Filter the lines below down to those containing the string "shirt", and copy each of them unchanged.

* [Material provided]:
● ● ● ● ● ● ●

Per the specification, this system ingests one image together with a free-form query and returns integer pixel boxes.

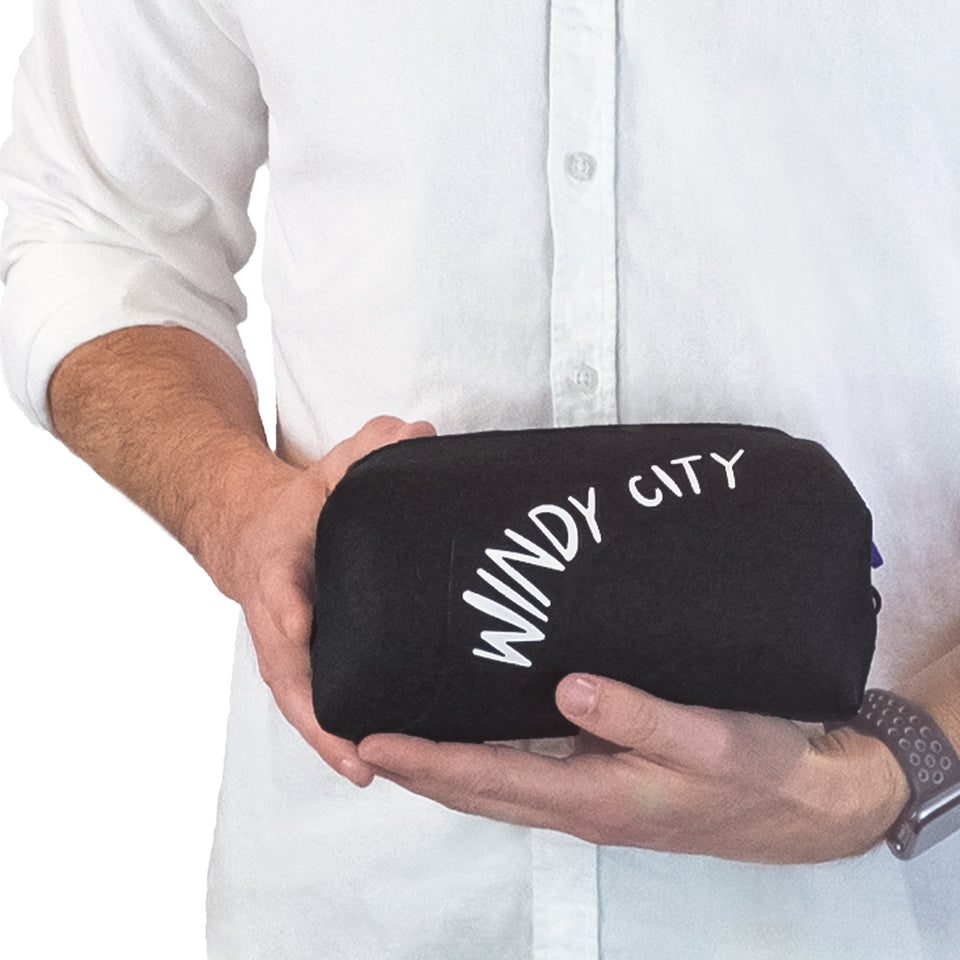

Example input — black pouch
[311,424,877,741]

● ● ● ● ● ● ●

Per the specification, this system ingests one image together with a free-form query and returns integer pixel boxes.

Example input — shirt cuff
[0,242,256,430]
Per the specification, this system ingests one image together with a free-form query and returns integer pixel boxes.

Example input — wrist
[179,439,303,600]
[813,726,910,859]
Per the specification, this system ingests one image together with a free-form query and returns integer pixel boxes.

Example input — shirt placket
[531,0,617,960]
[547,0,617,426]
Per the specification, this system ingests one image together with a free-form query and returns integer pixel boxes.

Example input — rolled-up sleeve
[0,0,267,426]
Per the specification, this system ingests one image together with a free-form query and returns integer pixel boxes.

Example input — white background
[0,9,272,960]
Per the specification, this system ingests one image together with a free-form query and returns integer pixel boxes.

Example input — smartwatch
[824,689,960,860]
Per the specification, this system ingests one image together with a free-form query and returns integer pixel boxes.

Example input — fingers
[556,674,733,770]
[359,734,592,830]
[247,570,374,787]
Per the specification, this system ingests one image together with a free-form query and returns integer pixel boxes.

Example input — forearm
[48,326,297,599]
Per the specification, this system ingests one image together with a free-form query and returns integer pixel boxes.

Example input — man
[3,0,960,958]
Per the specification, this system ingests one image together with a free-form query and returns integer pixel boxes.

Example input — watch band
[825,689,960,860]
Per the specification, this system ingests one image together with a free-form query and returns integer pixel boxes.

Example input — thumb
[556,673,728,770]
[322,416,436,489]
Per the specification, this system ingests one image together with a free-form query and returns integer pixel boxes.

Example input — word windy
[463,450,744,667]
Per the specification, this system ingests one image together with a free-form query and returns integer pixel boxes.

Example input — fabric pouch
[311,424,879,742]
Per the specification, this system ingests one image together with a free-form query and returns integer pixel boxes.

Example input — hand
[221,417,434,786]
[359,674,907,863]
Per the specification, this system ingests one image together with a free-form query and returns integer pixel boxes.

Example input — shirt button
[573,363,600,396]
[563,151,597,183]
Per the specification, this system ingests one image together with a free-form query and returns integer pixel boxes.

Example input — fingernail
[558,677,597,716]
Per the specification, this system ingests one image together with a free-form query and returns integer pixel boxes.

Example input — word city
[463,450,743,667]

● ● ● ● ● ● ●

* [Right answer]:
Example input — shirt cuff
Example input — shirt placket
Example input — shirt button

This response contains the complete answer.